Most claims on climate change are based on the verifiable increase in CO2 in the atmosphere. This increase has been substantial compared to what Earth has experienced over the last millenia. It is hard to anticipate which changes this increase can cause, so it is a good strategy to try to mitigate it and prevent further.
The CO2 that went into the atmosphere was stored somewhere else. The image that illustrates this post depicts the compartments and the amount of CO2 in each. Most is in the ocean. But the second largest compartment is vegetation and the soil. For most purposes, Earth is considered a closed system. Besides one meteor or another coming in, one rocket or another going out, the number of atoms on earth is stable (curiosity fact: Earth and Mars apparently exchange about 10g of dust a year).
I have to say that the first time I saw this data I was a bit surprised. I knew that Oceans, because of the bicarbonate buffer system, had A LOT of carbon. It is intuitive to think of forests as another huge compartment. But soil?! Unless you know what soil is really about. I like this explanation at the beginning of MIT’s climate portal:
“Soils are made in part of broken-down plant matter. This means they contain a lot of carbon that those plants took in from the atmosphere while they were alive. Especially in colder climates where decomposition is slow, soils can store – or “sequester” – this carbon for a very long time.”
Like most atoms that are nutrients, Carbon has a cycle, moving from one compartment to another driven by biotic (biological) and abiotic (physical, chemical and physico-chemical) forces. The global carbon cycle is depicted here:
Diagram adapted from U.S. DOE, Biological and Environmental Research Information System. – http://earthobservatory.nasa.gov/Features/CarbonCycle/ Taken from: https://en.wikipedia.org/wiki/Carbon_cycle
While industrial and fossil fuels burning emissions are responsible for most of the CO2 going to the atmosphere, land use change is second to it.
“[…] converting natural ecosystems like forests and grasslands to farmland disturbs soil structure, releasing much of that stored carbon and contributing to climate change. Over the past 12,000 years, the growth of farmland has released about 110 billion metric tons of carbon from the top layer of soil2-roughly equivalent to 80 years’ worth of present-day U.S. emissions” says again the MIT page.
Recovering soil is a key strategy to reduce CO2 remobilization to the atmosphere. FAO’s Global Soil Partnership has a country-driven global estimation of SOC sequestration potential around the world(GSOCseq) and a compendium of good practices for farmers“Recarbonizing global soils” on how to maintain SOC stocks and how to sequester CO2.
“Replenishing and protecting the world’s soil carbon stores could help to offset up to 5.5bn tonnes of greenhouse gases every year.”
says Dr. Deborah Bossio, lead soil scientist at the Nature Conservancy, in an article published in Nature Sustainability.
Recovering soil is also a very transversal measure that touches several important aspects of environmental quality and sustainability: carbon cycle, pollution control (preventing nutrient run-off and river eutrophication), water quality, microbial biodiversity, food safety… All of which are UN’s Sustainable Development Goals – SDG.
○ ○ ○
* **Parts of the exercise**
A. According to the soil carbon passage, how much carbon has the growth of farmland released from the top layer of soil over the past 12,000 years?
B. Continue the soil carbon passage, starting after its final sentence.
The data is separate material with no connection to the soil carbon passage.

* **Source material**
○ ○ ○
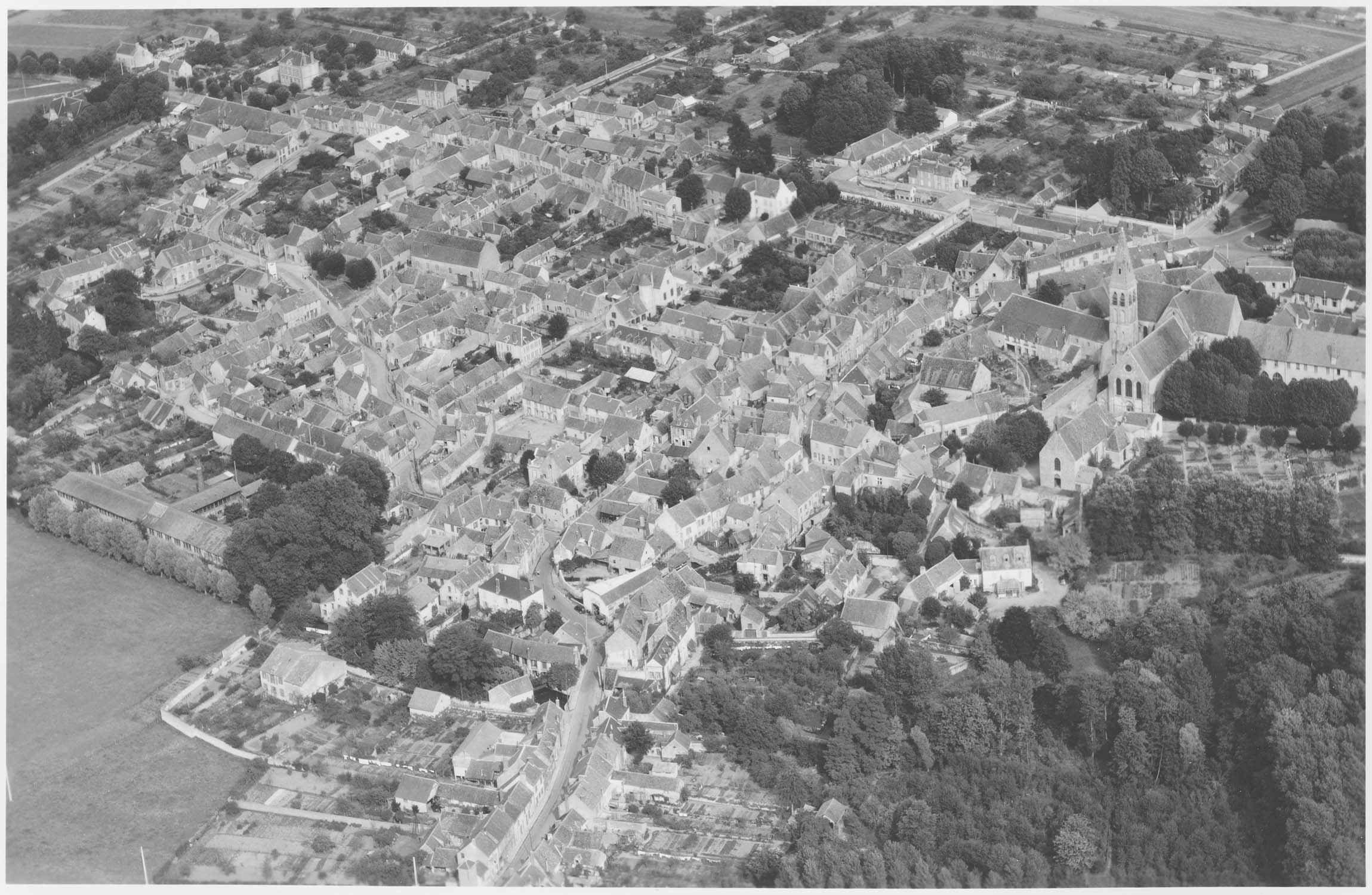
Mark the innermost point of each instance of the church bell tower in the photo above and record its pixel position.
(1124, 304)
○ ○ ○
* **Task-by-task answers**
A. About 110 billion metric tons of carbon.

B.
But recovering degraded soil is not an easy task at all!
There are hundreds of millions of farmers around the world, mostly farming small plots of land. To take full advantage of soil-based sequestration as a climate solution, we would need many of them to change the way they farm, now and for hundreds of years in the future. This is a big social and economic challenge, and experts debate how much soil-based sequestration is really possible over the long term.
States the MIT page while Dr. Bossio says:
“There’s a lot of barriers right now to change in our agricultural systems. One of the biggest is disincentives in agricultural policy. There’s also a lack of knowledge about changing current practice. We tell farmers ‘just plant cover crops’ – but that means a farmer needs to know when to plant them, which to plant and how to manage them.”
So it is reasonable to understand the skepticism of some scientists that this trend will be reversed on a global scale. But one way to do that would be to create products that help farmers change their practices. Biotechnology can lend a hand.
An article on Forbes talks about a new generation of biotech firms that claim they can turn the world’s soil into a vast carbon sink, absorbing up to a quarter of annual emissions. One such company is Soil Carbon Co., based in Australia. They are tailoring communities of microbes that live within farm soil to turn back the clock on human emissions while producing better crops. Their CEO Guy Hudson explains:
“We develop microbiological seed treatments comprised of microbial fungi and bacteria designed to provide plant benefits. As that plant grows it exudes sugars into the soil that are converted into stable soil carbon by the fungi.”
Hudson says this solution enables the soil to quickly build significant quantities of stable carbon, stored in tiny balls of soil called microaggregates, preventing the carbon from being released back to the atmosphere.